Problem details |
Exactly reproduce the line containing "of the girl's" together with every line after it, through the end of the entries, and give nothing more.

Stored entries
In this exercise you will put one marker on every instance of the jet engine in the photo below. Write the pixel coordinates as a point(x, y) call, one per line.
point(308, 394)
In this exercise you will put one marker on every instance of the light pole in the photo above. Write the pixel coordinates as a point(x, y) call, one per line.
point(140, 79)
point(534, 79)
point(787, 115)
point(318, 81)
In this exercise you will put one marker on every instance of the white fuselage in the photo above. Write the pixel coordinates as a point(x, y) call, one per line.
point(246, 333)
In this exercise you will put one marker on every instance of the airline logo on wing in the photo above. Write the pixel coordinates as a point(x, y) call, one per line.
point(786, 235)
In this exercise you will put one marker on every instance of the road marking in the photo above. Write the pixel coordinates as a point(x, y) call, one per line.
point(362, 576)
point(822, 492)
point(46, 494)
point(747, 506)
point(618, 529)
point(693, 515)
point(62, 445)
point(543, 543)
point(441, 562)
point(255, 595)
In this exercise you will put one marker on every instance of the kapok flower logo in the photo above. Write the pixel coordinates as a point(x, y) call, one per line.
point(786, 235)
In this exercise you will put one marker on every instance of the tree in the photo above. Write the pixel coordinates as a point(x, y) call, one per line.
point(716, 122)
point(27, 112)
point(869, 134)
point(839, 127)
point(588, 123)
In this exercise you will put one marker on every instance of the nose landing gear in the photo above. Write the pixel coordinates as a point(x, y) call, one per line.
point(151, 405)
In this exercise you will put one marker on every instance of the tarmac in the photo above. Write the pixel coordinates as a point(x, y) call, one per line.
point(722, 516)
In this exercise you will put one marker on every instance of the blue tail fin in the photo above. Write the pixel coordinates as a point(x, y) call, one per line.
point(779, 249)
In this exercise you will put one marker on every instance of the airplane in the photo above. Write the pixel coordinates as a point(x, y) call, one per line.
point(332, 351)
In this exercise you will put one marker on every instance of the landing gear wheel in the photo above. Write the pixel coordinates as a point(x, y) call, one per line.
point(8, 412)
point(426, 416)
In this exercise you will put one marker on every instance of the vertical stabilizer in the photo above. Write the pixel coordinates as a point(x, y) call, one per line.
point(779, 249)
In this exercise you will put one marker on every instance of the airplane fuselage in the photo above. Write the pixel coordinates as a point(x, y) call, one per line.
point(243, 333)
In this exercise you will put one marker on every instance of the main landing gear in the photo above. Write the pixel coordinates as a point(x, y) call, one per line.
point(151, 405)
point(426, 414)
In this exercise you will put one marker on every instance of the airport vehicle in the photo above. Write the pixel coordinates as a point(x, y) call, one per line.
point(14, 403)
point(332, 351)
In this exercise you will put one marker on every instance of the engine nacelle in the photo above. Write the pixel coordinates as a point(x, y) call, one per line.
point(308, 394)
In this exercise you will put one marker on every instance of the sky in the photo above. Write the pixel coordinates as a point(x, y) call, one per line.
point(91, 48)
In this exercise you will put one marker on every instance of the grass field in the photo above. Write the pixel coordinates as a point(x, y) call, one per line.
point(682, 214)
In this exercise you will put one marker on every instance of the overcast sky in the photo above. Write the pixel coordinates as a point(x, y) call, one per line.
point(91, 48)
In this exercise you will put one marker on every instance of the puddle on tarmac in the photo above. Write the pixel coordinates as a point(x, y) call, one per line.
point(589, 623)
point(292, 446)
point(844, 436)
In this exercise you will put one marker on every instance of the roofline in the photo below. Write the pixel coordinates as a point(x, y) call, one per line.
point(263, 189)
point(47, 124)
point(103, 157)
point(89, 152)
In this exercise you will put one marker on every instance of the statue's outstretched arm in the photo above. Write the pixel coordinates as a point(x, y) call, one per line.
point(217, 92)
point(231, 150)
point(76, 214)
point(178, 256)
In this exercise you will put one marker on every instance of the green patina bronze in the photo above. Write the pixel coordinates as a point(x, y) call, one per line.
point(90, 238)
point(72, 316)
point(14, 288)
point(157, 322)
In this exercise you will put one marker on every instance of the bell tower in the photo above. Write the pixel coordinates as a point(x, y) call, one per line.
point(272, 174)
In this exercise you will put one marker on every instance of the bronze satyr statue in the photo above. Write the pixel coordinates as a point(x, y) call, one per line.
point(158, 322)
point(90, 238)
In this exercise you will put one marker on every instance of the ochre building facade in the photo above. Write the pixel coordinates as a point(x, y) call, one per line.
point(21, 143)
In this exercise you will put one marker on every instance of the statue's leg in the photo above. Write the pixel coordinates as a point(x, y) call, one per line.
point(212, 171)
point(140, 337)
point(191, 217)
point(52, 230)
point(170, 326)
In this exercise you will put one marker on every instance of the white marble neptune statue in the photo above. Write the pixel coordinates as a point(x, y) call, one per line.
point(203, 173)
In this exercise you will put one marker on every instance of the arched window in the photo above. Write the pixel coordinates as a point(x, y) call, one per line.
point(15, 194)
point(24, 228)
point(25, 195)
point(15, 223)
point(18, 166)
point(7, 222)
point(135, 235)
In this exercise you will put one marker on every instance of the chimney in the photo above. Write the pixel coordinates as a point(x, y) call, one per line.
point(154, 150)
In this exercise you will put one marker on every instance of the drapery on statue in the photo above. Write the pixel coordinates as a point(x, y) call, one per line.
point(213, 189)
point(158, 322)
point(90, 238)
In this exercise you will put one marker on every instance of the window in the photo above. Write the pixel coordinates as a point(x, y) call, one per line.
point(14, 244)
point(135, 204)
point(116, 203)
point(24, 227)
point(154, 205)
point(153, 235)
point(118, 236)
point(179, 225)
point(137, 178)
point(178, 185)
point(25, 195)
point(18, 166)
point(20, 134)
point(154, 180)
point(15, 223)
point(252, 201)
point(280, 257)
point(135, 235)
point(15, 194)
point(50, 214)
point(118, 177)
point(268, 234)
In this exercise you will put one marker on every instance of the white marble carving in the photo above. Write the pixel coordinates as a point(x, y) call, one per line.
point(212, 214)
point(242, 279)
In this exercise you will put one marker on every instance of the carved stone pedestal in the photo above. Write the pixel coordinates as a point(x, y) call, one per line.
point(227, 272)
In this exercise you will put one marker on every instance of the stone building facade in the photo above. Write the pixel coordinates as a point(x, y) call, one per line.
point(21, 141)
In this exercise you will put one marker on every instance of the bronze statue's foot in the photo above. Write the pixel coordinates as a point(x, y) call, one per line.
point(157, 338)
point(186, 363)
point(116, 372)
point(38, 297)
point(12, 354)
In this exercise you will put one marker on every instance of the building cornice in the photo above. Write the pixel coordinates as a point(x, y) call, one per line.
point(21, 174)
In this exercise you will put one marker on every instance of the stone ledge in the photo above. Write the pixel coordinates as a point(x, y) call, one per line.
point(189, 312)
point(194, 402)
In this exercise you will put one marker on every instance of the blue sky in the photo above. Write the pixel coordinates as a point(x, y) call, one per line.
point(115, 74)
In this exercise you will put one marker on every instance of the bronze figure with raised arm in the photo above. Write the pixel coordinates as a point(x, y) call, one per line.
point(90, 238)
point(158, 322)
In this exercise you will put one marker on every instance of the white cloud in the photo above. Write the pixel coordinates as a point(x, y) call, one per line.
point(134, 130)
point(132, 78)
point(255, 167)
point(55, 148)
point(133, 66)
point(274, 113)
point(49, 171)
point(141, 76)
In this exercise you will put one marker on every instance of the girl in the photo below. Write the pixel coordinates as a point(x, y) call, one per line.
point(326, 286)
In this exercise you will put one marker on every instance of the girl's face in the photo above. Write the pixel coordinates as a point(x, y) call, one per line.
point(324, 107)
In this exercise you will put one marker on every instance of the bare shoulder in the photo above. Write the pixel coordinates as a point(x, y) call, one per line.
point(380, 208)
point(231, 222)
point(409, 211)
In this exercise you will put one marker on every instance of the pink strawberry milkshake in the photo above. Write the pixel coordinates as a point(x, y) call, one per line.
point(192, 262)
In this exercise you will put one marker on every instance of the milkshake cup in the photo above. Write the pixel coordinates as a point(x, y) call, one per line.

Answer to the exercise |
In this exercise you will put one marker on every instance of the girl's face in the photo above. Write the pixel coordinates as a point(x, y) call, one per line.
point(324, 107)
In this exercise you will put one marker on every instance of the bare shoulder in the photo above. Write the pixel coordinates as a point(x, y) call, one per line.
point(380, 208)
point(231, 222)
point(409, 211)
In this exercise you will put one marker on every instance of the pink strawberry milkshake in the photo above. Write the pixel coordinates as a point(x, y) call, one per line.
point(192, 262)
In this exercise you will put one marker on every instance of the milkshake cup in the photo above. Write the pixel coordinates as a point(x, y) call, one per line.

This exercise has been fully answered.